■ Exercises to complete
(a) Translate this sentence from the article about the Vanderbilt book project into Spanish: "After getting to know the Murray family, Noble began looking deeper into the Black experience at the university."
(b) How would you carry on the article about the Vanderbilt book project from the point where it stops?

■ Text extract
Data Science Institute builds AI technologies to support book project about the Black experience at Vanderbilt

Vanderbilt Aerial

Rosevelt L. Noble, BS’98, PhD’03, director of the Bishop Joseph Johnson Black Cultural Center and senior lecturer in sociology, is participating in an ongoing collaboration with the Data Science Institute to support the research and writing of his book, Lost in the Ivy. The book, to be published by Vanderbilt University Press in fall 2023, draws on interviews with more than 500 Black students and alumni about their experiences at Vanderbilt. 

Rosevelt Noble

Noble’s interest in the project was spurred after attending the 2007 dedication of Murray House on The Martha Rivers Ingram Commons, named in honor of Walter Murray Jr., BA’70, MM’74, the university’s first African American Board of Trust member. After getting to know the Murray family, Noble began looking deeper into the Black experience at the university. 

“Beyond the historical facts, I also became fascinated by the manner in which students coped with life at Vanderbilt and how this experience impacted their lives beyond college,” Noble said in 2014 

Following a suggestion by Vice Provost for Faculty Affairs Tracey George, Noble and Vanderbilt University Press Director Gianna Mosser contacted the DSI team about ways to support Lost in the Ivy, particularly through the use of technology to uncover common themes and topics from myriad interviews.  

“We were very excited by the possibility to work together because there had just been tremendous advances in using AI to explore text through natural language processing at the time,” said Jesse Spencer-Smith, chief data scientist at the DSI. “This was at the very beginning of the wider use of large language models and transformers, which are now commonly referred to as AI Foundation models. We are excited to partner with Professor Noble and VUP in some of the very first applications of these models to real-world problems.” 

“As an inherently quantitative researcher and thinker, the Lost in the Ivy project gave me a newfound appreciation for the depth and richness of information that one can glean from qualitative methods,” Noble said. “Working with the DSI provided a means of synthesizing the information that otherwise would have been a tremendously daunting and time-consuming task.” 

Automated identification of potential quotes
Potential quotes for use in the book were automatically created once interview transcripts were fed into the AI model created by the Bell and her team. (Vanderbilt Data Science Institute)

Deploying natural language processing analysis, Senior Data Scientist Charreau Bell, BE’09, PhD’18, and undergraduate student researcher Immanual John Milton worked with Noble to identify themes across interviews, such as invisibility and Opportunity Vanderbilt. They also were able to connect these themes to statements with the highest relevance for fast identification of potential quotes to include.

■ Material
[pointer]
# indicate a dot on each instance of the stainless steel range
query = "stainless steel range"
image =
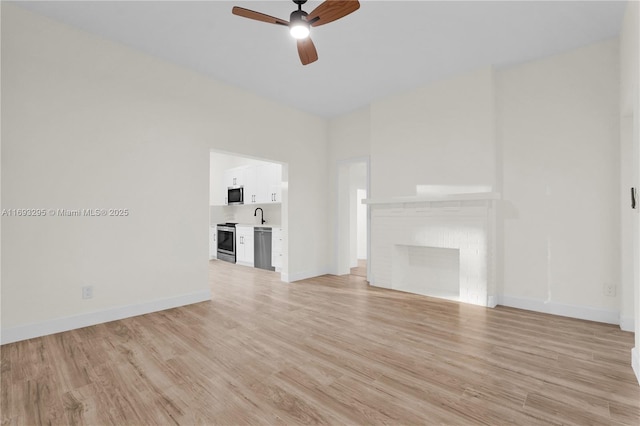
(227, 241)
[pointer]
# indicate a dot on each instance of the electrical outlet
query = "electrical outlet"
(609, 289)
(87, 292)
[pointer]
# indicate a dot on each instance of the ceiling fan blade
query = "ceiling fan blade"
(331, 10)
(251, 14)
(307, 51)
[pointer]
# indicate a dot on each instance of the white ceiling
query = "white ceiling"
(385, 47)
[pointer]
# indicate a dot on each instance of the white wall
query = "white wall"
(546, 134)
(357, 181)
(89, 123)
(440, 134)
(560, 137)
(361, 213)
(630, 167)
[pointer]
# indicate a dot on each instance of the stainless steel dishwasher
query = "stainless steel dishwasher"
(262, 248)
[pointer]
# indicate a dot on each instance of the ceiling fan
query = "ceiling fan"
(300, 22)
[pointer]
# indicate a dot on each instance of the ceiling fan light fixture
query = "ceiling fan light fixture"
(298, 25)
(299, 31)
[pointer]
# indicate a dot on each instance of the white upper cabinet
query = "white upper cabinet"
(262, 183)
(234, 177)
(255, 188)
(274, 173)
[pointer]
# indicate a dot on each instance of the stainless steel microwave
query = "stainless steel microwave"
(235, 195)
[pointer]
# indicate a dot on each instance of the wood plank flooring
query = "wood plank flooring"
(329, 350)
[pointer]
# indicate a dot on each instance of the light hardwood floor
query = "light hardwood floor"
(328, 350)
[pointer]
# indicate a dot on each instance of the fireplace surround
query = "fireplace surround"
(424, 244)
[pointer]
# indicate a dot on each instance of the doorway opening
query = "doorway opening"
(352, 218)
(259, 208)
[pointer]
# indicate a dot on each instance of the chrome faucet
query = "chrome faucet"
(255, 213)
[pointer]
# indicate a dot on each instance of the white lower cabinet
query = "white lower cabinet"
(213, 242)
(276, 248)
(244, 245)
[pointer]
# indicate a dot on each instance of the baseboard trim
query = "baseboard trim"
(572, 311)
(29, 331)
(627, 324)
(297, 276)
(635, 362)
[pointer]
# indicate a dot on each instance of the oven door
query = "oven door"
(227, 243)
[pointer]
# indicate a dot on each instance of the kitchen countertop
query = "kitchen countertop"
(266, 225)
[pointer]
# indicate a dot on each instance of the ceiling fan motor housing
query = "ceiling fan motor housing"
(298, 16)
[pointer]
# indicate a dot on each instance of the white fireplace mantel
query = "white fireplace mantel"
(436, 245)
(475, 196)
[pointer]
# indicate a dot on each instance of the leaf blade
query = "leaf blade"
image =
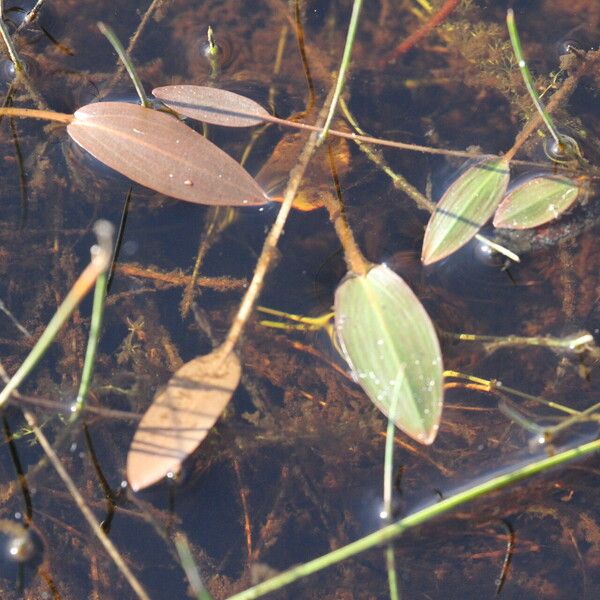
(161, 153)
(536, 201)
(180, 417)
(389, 341)
(464, 208)
(211, 105)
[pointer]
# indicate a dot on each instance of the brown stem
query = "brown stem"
(414, 38)
(355, 260)
(32, 113)
(270, 245)
(559, 98)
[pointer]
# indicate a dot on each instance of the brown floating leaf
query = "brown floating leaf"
(180, 417)
(160, 152)
(212, 105)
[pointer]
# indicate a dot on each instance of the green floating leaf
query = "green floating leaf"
(536, 201)
(162, 153)
(390, 343)
(211, 105)
(180, 417)
(464, 208)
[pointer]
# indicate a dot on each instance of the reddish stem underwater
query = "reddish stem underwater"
(414, 38)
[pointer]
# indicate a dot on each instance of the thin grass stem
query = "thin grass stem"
(341, 78)
(100, 261)
(92, 346)
(526, 73)
(190, 567)
(83, 507)
(126, 60)
(12, 51)
(424, 515)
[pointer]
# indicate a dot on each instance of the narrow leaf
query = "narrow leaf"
(211, 105)
(536, 201)
(158, 151)
(464, 208)
(390, 343)
(180, 417)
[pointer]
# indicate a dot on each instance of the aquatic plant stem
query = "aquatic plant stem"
(92, 346)
(414, 38)
(419, 517)
(31, 15)
(12, 51)
(186, 558)
(355, 260)
(341, 78)
(154, 6)
(100, 262)
(527, 78)
(270, 244)
(33, 113)
(126, 60)
(558, 98)
(83, 507)
(388, 470)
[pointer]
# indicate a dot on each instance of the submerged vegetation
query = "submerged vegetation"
(261, 126)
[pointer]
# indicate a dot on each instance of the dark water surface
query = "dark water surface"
(294, 469)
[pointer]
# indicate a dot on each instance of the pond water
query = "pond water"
(295, 467)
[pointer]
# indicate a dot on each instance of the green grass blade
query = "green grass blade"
(390, 343)
(464, 208)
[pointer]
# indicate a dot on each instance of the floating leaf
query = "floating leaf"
(160, 152)
(211, 105)
(464, 208)
(536, 201)
(180, 417)
(390, 343)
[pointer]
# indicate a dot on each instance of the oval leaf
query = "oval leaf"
(464, 208)
(536, 201)
(390, 343)
(211, 105)
(158, 151)
(180, 417)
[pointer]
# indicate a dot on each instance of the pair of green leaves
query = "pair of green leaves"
(480, 192)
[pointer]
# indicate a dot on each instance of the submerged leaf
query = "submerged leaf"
(158, 151)
(211, 105)
(180, 417)
(464, 208)
(536, 201)
(390, 343)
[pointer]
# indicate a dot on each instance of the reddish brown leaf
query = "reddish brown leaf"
(158, 151)
(212, 105)
(180, 417)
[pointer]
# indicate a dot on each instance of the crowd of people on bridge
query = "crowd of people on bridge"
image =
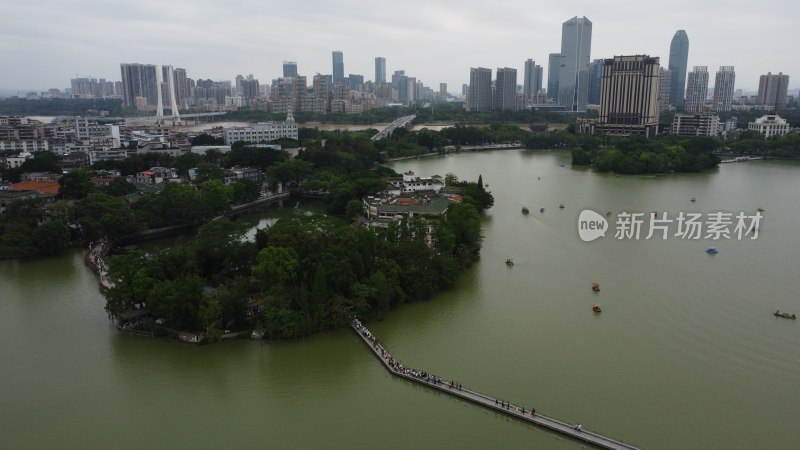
(399, 368)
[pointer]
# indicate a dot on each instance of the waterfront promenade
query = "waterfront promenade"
(433, 381)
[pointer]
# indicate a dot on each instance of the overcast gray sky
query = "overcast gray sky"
(44, 43)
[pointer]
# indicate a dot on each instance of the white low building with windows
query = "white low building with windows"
(769, 125)
(262, 132)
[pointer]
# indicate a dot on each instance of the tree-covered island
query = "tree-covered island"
(303, 274)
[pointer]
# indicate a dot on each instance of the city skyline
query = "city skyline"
(437, 47)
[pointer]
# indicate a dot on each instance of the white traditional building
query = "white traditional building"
(704, 124)
(769, 125)
(412, 183)
(262, 132)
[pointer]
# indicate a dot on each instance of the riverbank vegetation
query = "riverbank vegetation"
(634, 155)
(302, 275)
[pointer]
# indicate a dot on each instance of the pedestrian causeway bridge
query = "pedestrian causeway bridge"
(434, 382)
(397, 123)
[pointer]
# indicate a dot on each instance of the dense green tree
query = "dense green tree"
(119, 187)
(76, 184)
(100, 215)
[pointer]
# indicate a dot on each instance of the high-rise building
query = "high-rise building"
(320, 83)
(250, 90)
(723, 88)
(553, 69)
(772, 90)
(629, 96)
(664, 86)
(696, 89)
(505, 90)
(139, 81)
(355, 82)
(532, 83)
(407, 91)
(480, 89)
(396, 78)
(704, 124)
(595, 77)
(338, 67)
(182, 90)
(573, 81)
(678, 58)
(380, 70)
(289, 69)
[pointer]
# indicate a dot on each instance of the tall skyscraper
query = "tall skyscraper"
(723, 88)
(139, 81)
(182, 90)
(355, 82)
(480, 89)
(338, 67)
(664, 86)
(678, 58)
(772, 90)
(532, 83)
(595, 78)
(696, 89)
(396, 78)
(629, 96)
(505, 90)
(553, 70)
(573, 82)
(289, 69)
(407, 92)
(380, 70)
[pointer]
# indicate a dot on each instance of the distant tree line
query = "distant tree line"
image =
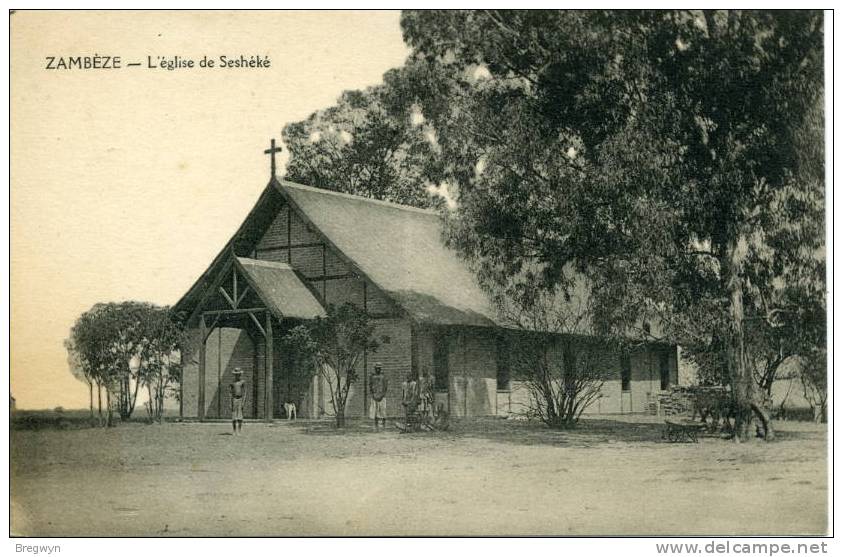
(120, 349)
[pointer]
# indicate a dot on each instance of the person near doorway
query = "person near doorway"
(378, 386)
(426, 397)
(238, 393)
(410, 401)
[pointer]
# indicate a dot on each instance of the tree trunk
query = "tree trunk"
(99, 403)
(109, 420)
(744, 389)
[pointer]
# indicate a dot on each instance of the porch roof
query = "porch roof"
(280, 288)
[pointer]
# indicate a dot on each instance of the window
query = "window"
(626, 371)
(503, 363)
(440, 364)
(664, 369)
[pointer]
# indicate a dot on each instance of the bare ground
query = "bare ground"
(487, 477)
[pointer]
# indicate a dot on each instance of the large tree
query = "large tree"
(667, 156)
(373, 142)
(649, 148)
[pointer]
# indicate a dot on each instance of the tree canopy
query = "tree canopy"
(675, 158)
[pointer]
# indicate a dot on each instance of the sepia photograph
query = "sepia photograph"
(419, 273)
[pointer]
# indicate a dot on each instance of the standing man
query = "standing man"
(238, 392)
(377, 388)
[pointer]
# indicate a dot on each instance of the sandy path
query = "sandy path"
(488, 477)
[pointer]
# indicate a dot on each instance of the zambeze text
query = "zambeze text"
(95, 62)
(36, 549)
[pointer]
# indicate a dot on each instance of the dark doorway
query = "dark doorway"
(440, 363)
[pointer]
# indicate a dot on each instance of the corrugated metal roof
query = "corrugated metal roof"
(400, 249)
(280, 287)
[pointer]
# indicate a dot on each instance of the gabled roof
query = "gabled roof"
(400, 249)
(280, 288)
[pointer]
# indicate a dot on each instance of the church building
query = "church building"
(301, 249)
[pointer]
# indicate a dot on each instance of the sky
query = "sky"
(125, 183)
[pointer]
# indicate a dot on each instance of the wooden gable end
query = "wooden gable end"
(289, 239)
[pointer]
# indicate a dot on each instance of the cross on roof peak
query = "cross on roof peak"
(271, 152)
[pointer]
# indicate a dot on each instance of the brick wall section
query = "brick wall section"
(644, 385)
(190, 374)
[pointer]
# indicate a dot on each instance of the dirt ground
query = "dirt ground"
(486, 477)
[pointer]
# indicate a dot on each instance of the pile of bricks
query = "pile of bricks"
(681, 398)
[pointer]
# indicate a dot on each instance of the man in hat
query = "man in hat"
(238, 392)
(377, 388)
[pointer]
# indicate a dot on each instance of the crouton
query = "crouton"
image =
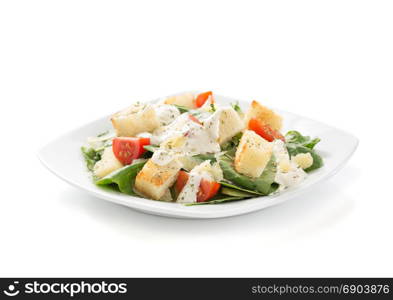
(107, 164)
(135, 119)
(230, 124)
(265, 115)
(153, 180)
(186, 100)
(252, 154)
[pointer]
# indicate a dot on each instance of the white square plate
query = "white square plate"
(63, 157)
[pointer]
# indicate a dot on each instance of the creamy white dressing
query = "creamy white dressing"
(191, 188)
(291, 178)
(196, 138)
(166, 113)
(294, 175)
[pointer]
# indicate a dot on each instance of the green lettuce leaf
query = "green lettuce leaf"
(297, 143)
(124, 178)
(91, 157)
(294, 149)
(236, 193)
(262, 184)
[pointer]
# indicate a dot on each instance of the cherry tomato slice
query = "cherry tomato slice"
(126, 149)
(207, 189)
(193, 118)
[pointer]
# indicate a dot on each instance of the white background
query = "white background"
(65, 63)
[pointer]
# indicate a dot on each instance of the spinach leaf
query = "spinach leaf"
(297, 138)
(124, 178)
(203, 157)
(91, 157)
(261, 184)
(294, 149)
(181, 108)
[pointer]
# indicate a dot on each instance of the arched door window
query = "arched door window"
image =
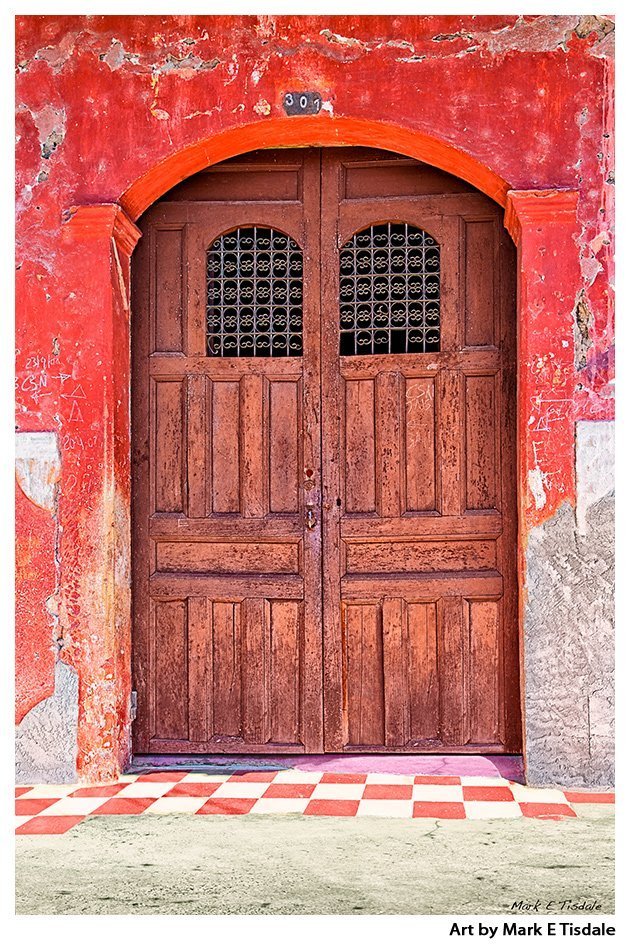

■ Results for each task
(a) Después de conocer a la familia Murray, Noble comenzó a indagar con mayor profundidad en la experiencia de las personas negras en la universidad.

(b)
“I’ve always loved looking for and finding connections between people and data. Within this project, I found those connections and, more importantly, I knew the project would have a clear positive impact on the Vanderbilt community,” Milton said. “Through our work, we delved into interviews and stumbled across shared experiences that were unexpected, but insightful. One such theme was of invisibility. It was heartbreaking to discover that Black students throughout Vanderbilt’s history have that shared experience. I hope our work can spark future research in this area and hopefully lead to change.” 

Visualizations for further insights
Visualizing data gave Rosevelt and his team the ability to develop further insights from the interviews. (Vanderbilt Data Science Institute)

Cutting down on manual work, the team built the back-end technology to extract demographics from interviews and visualizations of theme intersectionality. These visualizations make gleaning insights based on this intersectionality—including graduate year, student affiliations, Greek life and others—simpler and more accurate.  

“I was utterly amazed at the power of AI and more specifically, natural language processing. The processing speed of the algorithms and the graphics generated took an inherently qualitative project and strangely made it feel more quantitative,” Noble said. “Working with the DSI elevated my perspective on the usefulness of the data and the overall project.”        

“Leveraging data science modeling approaches within this project has been powerful in revealing shared experiences for Black Vanderbilt students,” said Bell, who is also director of the data science minor at Vanderbilt. “Dr. Noble’s ongoing vision to provide an accessible and holistic view into the Black experience at Vanderbilt has generated catalogued photos, stories and video interviews of more than 500 students and alums. This provides a rich set of mixed media data to understand, learn from and plan a more inclusive future for our university.”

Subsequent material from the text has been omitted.